**Goals:**
**A.** Restate the paragraph that begins "Ivonette explained that when Orville lived here" from the Orville Wright passage below as a short bulleted list that keeps its main facts.
**B.** According to the Orville Wright passage below, how long did Orville stay in the air on one of the 1911 glider flights at Kitty Hawk?
**C.** Write a continuation of the Orville Wright passage below, picking up right after its final sentence.

**Passage shown:**
Her memories were a priceless gift, freely given. She offered me insight that I could have obtained in no other way. Sometimes understanding came at surprising moments. Once, when I was scheduled to come home to Dayton to give a talk at Wright State University, she called and suggested that this time, instead of staying with my parents, she would arrange for me to spend the night in Hawthorn Hill, now VIP quarters for the National Cash Register Company.

It was a wonderful experience. I got to sleep in Orville’s bed, bathe in his famous circular shower, and prowl his study, the only room in the house that remained as it had been at the time of his death in 1948. I pored over a scrapbook that I had never seen. I sat in his reading chair. He had drilled a vertical hole in one arm of an overstuffed chair and inserted the long pole of a music stand that he used to hold his book. There, on the side table, as though he had just stepped out of the room, were his reading glasses, with one temple removed so that he could put them on and take them off more efficiently.

Before the house was built, Orville had gone over every inch of the blueprints with the architect and made a great many changes. He had sketched details just the way he wanted them, including the way in which the carpet was to fit around the hearth. When the specially woven carpet arrived from Europe and did not fit, he sent it back.

Ivonette explained that when Orville lived here, there had been a cistern on the roof to collect rain water, which was piped through the back of the ice box so that he could have ice water constantly on tap. The only controls for the furnace were in his bedroom. He took great delight in the fact that he was the only one who could master the intricacies of the plumbing and electrical systems. Sitting there that evening, it occurred to me for the first time that this house had been Orville Wright’s machine for living. He had only really been comfortable in an environment that he had designed himself and which he could completely control. For a biographer, it was a defining moment, one of the many that I owed to Mrs. Miller.

She introduced me to other members of her family. I met her younger brother, Horace “Bus” Wright, and his wife Susan. In 1911, when he was 10, Bus traveled to Kitty Hawk with his uncle to test what proved to be the first glider in history to achieve soaring flight. On one of those flights Orville remained in the air for nine minutes and 45 seconds, a record that would stand for a decade.

I treasured a friendship with the late Wilkinson Wright, the son of Ivonette’s older brother Milton. When he was a young man in the 1930s, “Wick” and his cousins had spent summers with Orville at his vacation home on an island in Canada’s Georgian Bay. As he told it, however, there was little vacationing going on. “Uncle Orv” kept his grandnephews busy shifting the location of buildings on the island, building a “junction railroad” to bring luggage up from the beach to cabins on the bluff, and performing general chores.

**Information given:**
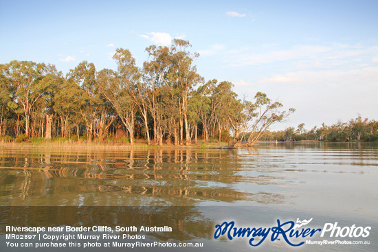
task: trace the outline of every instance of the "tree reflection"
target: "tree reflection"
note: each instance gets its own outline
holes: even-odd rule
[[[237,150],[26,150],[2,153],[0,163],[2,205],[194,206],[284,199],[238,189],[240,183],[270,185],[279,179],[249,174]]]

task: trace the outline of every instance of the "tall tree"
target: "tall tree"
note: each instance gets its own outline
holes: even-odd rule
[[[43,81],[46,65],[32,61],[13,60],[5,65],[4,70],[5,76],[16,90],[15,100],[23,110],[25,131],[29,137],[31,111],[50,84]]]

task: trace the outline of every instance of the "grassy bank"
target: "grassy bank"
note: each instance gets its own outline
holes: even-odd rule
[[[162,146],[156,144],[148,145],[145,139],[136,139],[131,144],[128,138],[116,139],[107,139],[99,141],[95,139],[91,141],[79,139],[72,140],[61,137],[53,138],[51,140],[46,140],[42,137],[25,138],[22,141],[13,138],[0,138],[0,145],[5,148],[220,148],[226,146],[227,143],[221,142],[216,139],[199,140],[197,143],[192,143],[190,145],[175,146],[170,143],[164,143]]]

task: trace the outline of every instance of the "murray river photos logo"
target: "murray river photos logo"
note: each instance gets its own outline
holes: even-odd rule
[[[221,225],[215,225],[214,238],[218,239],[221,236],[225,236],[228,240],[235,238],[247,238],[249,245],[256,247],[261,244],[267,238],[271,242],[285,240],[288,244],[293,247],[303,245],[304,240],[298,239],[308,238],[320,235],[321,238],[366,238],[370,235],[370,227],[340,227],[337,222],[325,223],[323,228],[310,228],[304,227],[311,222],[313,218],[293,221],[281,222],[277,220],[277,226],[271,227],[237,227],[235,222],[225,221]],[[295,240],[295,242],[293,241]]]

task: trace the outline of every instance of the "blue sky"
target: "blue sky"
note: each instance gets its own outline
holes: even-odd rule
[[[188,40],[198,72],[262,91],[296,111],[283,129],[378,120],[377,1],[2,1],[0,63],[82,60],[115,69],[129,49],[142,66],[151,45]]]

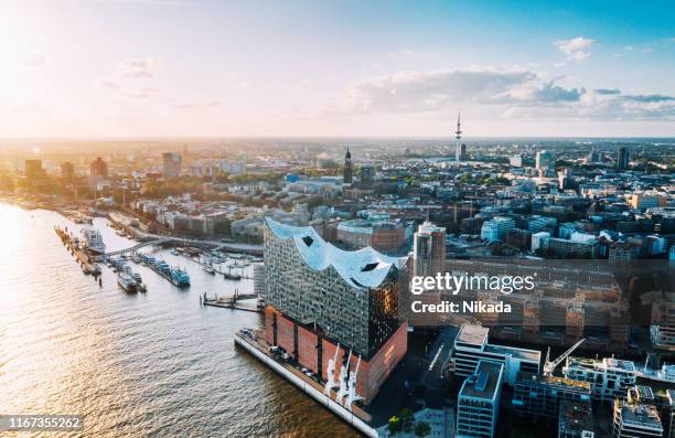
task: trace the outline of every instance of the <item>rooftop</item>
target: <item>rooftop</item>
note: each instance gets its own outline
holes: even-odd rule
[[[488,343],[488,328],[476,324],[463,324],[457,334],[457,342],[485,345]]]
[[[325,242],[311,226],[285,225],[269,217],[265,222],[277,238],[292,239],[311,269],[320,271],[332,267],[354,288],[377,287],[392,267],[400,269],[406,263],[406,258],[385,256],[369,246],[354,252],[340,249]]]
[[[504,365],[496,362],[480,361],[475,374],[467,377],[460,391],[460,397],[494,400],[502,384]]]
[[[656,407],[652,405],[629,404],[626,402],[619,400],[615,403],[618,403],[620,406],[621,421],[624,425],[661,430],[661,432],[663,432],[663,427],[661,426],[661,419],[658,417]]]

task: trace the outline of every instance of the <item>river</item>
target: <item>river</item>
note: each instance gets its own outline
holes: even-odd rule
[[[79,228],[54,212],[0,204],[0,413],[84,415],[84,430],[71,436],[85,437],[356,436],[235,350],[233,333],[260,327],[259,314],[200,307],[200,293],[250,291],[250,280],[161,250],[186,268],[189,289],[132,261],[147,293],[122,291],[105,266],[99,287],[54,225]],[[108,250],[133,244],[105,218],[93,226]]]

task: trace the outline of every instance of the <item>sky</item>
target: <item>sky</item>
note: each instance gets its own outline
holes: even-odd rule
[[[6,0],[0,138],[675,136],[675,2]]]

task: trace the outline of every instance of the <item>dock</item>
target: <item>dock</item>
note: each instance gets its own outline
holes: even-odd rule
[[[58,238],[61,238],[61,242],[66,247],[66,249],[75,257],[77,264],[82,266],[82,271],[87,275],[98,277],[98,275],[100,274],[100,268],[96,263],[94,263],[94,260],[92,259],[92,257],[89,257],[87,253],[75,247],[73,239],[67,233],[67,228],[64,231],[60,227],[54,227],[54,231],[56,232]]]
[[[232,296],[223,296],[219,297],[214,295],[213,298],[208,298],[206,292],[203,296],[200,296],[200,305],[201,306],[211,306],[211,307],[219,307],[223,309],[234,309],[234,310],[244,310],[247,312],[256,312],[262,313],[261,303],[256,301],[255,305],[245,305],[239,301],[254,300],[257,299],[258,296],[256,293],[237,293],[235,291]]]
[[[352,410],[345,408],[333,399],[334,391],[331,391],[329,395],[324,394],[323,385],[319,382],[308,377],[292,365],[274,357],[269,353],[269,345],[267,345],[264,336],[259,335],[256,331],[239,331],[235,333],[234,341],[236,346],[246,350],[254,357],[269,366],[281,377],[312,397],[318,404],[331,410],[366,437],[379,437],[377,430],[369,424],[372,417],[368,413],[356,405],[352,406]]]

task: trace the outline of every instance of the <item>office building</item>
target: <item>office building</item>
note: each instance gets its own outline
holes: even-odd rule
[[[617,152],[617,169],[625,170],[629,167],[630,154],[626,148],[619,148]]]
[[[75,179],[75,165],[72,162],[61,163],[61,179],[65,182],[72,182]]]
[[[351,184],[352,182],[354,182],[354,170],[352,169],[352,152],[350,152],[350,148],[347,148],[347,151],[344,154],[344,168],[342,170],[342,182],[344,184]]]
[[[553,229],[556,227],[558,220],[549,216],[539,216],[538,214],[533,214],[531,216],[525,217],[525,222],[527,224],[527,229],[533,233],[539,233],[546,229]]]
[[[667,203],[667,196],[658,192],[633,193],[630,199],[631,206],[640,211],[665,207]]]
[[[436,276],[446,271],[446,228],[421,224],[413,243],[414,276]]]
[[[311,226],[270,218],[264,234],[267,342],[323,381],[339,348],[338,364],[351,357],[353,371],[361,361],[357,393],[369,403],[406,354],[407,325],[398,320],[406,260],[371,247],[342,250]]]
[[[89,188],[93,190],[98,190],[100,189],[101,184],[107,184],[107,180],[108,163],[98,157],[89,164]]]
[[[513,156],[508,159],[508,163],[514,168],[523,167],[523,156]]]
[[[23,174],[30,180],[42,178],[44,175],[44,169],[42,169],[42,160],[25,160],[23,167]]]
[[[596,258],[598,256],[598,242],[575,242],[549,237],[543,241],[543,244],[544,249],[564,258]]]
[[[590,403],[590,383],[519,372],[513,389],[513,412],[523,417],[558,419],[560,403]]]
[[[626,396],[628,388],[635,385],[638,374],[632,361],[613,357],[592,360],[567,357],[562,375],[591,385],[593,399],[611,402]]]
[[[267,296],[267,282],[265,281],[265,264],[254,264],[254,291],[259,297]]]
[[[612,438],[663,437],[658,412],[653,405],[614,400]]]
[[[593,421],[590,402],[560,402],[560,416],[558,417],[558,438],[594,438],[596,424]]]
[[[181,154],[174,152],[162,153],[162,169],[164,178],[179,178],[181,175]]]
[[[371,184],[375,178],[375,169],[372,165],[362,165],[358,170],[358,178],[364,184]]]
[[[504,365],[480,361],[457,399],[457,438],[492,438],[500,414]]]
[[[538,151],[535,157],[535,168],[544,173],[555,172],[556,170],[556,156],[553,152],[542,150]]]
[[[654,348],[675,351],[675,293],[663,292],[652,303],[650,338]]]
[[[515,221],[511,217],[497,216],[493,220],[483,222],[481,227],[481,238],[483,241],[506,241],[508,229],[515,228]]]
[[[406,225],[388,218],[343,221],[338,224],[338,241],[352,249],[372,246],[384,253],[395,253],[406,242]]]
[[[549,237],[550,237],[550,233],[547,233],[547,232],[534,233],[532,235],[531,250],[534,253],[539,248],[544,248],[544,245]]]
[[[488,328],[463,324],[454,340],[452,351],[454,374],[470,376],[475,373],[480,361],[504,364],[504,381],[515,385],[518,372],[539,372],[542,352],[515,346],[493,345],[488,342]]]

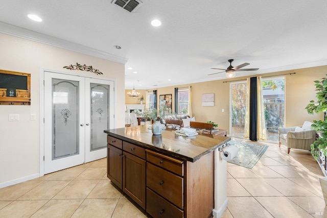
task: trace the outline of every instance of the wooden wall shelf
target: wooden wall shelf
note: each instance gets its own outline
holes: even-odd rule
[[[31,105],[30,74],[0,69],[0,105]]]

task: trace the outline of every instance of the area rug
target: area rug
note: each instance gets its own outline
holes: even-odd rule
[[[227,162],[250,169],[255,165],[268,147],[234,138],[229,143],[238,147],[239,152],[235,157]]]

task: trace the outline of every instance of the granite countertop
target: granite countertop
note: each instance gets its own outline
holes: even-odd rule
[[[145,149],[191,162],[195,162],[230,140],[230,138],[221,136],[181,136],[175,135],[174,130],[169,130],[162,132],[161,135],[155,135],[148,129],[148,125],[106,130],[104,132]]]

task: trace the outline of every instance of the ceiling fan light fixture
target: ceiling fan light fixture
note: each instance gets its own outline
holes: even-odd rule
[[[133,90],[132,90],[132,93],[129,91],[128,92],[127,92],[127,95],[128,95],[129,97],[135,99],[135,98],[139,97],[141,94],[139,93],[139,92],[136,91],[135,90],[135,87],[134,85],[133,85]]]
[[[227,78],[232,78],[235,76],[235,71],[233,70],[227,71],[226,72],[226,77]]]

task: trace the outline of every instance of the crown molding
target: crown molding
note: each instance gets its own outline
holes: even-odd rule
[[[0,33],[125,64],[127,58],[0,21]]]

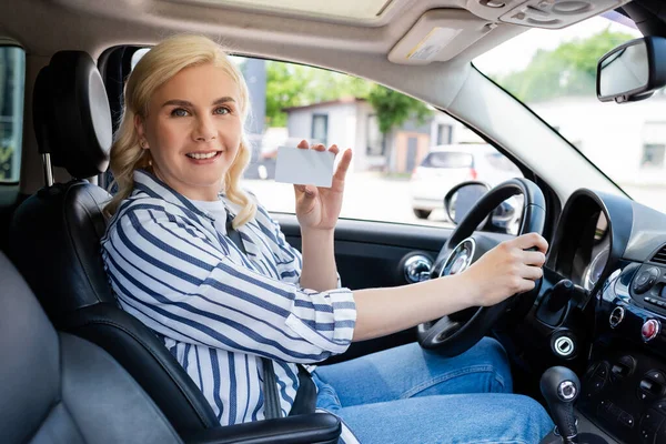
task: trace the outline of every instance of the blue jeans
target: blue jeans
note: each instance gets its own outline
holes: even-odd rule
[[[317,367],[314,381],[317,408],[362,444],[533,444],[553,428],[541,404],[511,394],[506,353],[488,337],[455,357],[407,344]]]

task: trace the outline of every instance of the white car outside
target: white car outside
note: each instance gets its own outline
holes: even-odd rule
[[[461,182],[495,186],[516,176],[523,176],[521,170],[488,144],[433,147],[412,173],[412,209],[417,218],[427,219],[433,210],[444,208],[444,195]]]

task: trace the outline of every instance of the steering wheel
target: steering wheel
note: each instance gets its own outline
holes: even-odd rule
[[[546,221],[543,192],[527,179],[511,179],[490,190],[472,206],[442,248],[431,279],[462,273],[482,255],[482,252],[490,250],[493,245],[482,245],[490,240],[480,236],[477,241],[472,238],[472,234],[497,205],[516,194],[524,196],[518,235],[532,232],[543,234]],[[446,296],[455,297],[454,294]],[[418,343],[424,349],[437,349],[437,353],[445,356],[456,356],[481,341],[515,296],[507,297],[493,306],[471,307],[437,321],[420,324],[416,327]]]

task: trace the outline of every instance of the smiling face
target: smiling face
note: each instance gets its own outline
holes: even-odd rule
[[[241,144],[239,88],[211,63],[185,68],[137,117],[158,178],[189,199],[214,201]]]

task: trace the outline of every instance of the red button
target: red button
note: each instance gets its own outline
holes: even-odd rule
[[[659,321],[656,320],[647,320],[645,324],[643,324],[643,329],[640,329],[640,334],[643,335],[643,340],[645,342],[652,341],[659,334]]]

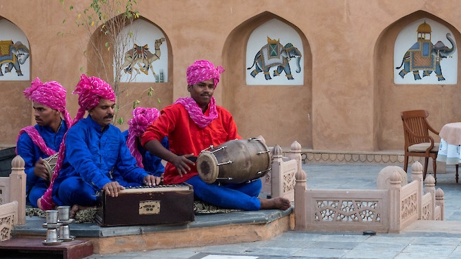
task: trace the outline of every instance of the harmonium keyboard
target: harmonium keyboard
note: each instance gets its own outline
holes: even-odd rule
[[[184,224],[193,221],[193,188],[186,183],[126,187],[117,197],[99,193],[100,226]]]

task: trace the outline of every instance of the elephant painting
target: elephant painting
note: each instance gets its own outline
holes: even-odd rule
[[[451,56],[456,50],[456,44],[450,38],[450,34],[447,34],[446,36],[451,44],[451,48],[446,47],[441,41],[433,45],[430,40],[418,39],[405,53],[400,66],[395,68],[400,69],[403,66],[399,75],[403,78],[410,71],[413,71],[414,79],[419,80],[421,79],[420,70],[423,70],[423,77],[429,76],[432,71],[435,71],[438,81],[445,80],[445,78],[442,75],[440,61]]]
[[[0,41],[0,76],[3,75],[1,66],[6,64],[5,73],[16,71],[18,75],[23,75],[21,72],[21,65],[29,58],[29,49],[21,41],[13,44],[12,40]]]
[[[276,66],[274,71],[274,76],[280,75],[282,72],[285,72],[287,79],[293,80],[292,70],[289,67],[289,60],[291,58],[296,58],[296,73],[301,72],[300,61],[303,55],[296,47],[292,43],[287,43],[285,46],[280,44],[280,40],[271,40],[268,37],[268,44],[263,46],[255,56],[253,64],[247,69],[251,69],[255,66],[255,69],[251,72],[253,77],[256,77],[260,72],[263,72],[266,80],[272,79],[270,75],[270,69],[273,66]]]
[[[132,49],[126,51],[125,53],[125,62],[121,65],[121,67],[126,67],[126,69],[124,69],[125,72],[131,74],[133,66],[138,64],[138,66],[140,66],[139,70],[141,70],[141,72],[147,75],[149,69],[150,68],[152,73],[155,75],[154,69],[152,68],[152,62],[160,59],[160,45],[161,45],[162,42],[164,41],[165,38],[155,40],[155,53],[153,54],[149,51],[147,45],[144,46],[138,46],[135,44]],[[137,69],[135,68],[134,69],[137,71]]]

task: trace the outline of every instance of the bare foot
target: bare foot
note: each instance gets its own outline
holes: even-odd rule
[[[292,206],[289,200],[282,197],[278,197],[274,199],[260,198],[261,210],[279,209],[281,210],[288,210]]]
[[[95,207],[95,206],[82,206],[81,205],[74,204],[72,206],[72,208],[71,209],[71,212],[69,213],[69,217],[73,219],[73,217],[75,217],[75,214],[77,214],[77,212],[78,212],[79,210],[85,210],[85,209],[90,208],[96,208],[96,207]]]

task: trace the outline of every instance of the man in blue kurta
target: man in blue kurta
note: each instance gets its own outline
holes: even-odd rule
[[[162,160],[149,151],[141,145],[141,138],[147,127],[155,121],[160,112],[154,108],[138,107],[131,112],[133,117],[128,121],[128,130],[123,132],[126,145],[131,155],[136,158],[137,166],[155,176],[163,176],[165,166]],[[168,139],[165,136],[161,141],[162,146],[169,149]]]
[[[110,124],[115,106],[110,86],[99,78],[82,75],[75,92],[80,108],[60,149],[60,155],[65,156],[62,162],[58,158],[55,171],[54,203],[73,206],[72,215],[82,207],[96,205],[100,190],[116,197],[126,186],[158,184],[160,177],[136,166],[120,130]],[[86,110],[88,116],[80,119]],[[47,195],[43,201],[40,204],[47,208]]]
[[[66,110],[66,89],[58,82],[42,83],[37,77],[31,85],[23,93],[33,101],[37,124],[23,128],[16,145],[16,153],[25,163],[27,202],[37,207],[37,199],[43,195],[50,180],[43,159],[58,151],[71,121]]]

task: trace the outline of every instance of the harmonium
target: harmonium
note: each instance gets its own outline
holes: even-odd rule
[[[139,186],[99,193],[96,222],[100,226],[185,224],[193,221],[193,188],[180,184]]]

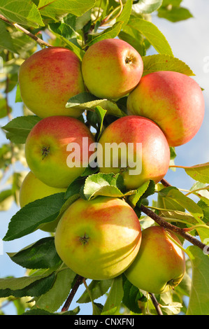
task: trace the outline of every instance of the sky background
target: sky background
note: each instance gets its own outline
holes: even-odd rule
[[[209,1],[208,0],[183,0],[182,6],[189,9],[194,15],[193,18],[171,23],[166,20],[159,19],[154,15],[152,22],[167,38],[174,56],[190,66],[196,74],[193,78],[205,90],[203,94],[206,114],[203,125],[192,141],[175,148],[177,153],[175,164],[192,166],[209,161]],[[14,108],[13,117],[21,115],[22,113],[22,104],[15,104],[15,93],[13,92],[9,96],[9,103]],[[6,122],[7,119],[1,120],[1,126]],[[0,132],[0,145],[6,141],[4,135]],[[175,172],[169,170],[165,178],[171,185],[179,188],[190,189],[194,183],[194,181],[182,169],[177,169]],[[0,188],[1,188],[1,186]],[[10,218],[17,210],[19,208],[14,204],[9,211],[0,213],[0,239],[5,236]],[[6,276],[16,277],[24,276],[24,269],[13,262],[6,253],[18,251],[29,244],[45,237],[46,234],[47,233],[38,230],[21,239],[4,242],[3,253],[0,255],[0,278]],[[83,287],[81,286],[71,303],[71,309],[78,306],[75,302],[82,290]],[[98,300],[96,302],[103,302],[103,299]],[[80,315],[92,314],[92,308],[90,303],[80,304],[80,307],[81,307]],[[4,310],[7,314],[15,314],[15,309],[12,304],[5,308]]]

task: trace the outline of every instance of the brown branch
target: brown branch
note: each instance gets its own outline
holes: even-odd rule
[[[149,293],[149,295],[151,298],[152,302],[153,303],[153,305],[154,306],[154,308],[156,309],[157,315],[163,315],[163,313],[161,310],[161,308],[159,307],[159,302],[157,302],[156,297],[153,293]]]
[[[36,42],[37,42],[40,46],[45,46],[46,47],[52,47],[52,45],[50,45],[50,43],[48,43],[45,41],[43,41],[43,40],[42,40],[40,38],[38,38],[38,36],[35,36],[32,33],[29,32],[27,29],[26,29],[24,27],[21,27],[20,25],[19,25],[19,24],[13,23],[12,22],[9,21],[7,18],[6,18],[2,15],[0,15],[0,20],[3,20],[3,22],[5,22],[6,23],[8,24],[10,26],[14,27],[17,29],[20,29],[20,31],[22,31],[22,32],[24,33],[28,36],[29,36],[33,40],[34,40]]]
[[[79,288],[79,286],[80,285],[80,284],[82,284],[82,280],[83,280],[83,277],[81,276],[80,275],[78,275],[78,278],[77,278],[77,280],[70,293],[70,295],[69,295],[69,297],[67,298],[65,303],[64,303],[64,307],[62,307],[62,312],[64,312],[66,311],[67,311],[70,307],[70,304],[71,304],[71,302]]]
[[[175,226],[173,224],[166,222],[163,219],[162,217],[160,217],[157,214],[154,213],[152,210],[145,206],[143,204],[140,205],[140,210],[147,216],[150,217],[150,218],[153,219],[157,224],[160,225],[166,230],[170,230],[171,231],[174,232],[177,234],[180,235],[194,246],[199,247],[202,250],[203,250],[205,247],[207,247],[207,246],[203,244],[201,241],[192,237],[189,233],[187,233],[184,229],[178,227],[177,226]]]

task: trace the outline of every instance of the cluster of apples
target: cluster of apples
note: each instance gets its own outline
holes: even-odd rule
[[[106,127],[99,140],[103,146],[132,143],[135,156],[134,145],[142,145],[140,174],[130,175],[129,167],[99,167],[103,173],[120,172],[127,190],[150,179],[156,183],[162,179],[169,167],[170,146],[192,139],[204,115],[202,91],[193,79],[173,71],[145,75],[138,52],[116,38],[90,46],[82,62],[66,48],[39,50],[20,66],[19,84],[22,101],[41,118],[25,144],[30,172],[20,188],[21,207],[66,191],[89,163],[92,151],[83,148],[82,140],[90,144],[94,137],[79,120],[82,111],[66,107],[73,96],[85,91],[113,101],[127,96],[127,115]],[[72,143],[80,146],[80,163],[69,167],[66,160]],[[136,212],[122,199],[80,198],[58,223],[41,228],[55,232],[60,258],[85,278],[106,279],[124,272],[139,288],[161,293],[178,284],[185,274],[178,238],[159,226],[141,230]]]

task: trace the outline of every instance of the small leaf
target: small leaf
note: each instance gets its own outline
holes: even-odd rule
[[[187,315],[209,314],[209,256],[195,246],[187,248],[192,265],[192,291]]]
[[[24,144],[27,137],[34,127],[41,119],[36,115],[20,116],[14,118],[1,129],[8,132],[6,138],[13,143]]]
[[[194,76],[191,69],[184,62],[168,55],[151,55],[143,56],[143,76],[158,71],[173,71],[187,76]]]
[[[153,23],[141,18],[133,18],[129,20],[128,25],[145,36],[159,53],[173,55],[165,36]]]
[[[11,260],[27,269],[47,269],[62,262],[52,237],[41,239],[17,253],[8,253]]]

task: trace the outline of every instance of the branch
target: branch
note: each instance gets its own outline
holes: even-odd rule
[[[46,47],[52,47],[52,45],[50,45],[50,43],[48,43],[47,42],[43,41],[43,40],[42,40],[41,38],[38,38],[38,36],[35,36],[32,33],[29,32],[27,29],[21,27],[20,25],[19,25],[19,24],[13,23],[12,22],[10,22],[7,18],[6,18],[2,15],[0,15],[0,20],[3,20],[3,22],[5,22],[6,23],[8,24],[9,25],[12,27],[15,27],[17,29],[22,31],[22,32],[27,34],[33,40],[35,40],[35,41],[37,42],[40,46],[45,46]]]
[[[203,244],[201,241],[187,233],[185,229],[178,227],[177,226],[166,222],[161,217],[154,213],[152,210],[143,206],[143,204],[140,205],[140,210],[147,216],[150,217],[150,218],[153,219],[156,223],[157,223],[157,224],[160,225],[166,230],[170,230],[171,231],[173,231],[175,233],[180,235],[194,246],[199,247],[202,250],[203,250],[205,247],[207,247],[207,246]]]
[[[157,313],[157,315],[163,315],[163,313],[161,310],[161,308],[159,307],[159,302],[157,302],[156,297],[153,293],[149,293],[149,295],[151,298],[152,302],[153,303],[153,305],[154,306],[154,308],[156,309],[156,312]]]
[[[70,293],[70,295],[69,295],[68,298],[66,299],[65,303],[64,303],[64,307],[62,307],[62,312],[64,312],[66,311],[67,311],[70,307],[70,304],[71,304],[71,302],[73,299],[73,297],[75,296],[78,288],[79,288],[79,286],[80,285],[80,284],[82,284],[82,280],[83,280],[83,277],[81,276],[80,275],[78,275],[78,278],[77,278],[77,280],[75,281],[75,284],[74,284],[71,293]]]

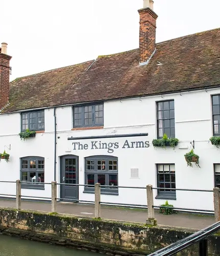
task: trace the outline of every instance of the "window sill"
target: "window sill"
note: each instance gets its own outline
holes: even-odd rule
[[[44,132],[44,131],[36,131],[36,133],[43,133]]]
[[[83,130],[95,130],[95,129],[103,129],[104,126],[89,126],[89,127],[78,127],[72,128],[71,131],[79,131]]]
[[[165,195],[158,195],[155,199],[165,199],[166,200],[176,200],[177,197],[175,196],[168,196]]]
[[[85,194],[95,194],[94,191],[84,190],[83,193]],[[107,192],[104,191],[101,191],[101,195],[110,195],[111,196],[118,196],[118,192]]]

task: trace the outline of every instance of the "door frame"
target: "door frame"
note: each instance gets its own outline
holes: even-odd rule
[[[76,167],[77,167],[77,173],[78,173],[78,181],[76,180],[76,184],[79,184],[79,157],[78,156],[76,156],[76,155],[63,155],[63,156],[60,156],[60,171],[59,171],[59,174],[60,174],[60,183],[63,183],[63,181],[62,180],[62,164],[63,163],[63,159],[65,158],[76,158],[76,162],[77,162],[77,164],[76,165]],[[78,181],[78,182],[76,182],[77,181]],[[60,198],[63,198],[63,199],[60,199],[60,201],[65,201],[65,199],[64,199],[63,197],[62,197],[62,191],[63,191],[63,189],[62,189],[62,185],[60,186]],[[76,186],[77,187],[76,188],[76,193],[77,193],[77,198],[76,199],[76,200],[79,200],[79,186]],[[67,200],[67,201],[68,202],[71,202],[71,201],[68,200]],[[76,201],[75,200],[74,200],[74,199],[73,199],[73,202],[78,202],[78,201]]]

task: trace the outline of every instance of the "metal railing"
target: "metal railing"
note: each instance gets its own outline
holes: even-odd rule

**Exercise answers:**
**A.**
- When Orville lived in the house, a rooftop cistern collected rainwater and piped it through the back of the icebox, giving him ice water on tap at all times.
- The only furnace controls were in his bedroom.
- He was delighted that he alone could master the plumbing and electrical systems.
- Sitting there that evening, the writer realized for the first time that the house had been Orville Wright's "machine for living."
- He had only ever been comfortable in surroundings he designed himself and could fully control.
- For a biographer, this was a defining moment, one of many owed to Mrs. Miller.

**B.** Nine minutes and 45 seconds.

**C.**
The opportunity to know members of the Wright family, their wives, children, and grandchildren, has been one of the great pleasures of my professional life. It occurred to me many years ago that I knew far more about their family than I did about my own. Relatives further back than my grandparents are only names to me, or unfamiliar faces in fading photographs. I can, on the other hand, recite from memory much of the Wright lineage back to the 17th century. I can tell you something about the personalities of family members, including the two Wright brothers you never hear mentioned—Ivonette’s dad, Lorin, and first-born Reuchlin. I can tell you how they lived and died, their triumphs and disasters. I have read the letters and diaries of generations of Wrights. I am certain that Orville Wright, that most private of men, would be very unhappy knowing how familiar I am with his inner life and that of the other members of his family. He did what he could to discourage would-be biographers. I find it hard to believe that he would accept anyone as nosy as I am.

For all of that, I would know more. Several years ago one of my favorites of the present generation of the Wright family introduced me to an audience as “our family Boswell.” I could not have been more proud. At the same time, I have had none of the advantages James Boswell had in spending years in the constant company of the writer Samuel Johnson. He traveled with him, discussed everything under the sun, met his friends and family. I would be happy just to spend an afternoon in the company of Wilbur and Orville.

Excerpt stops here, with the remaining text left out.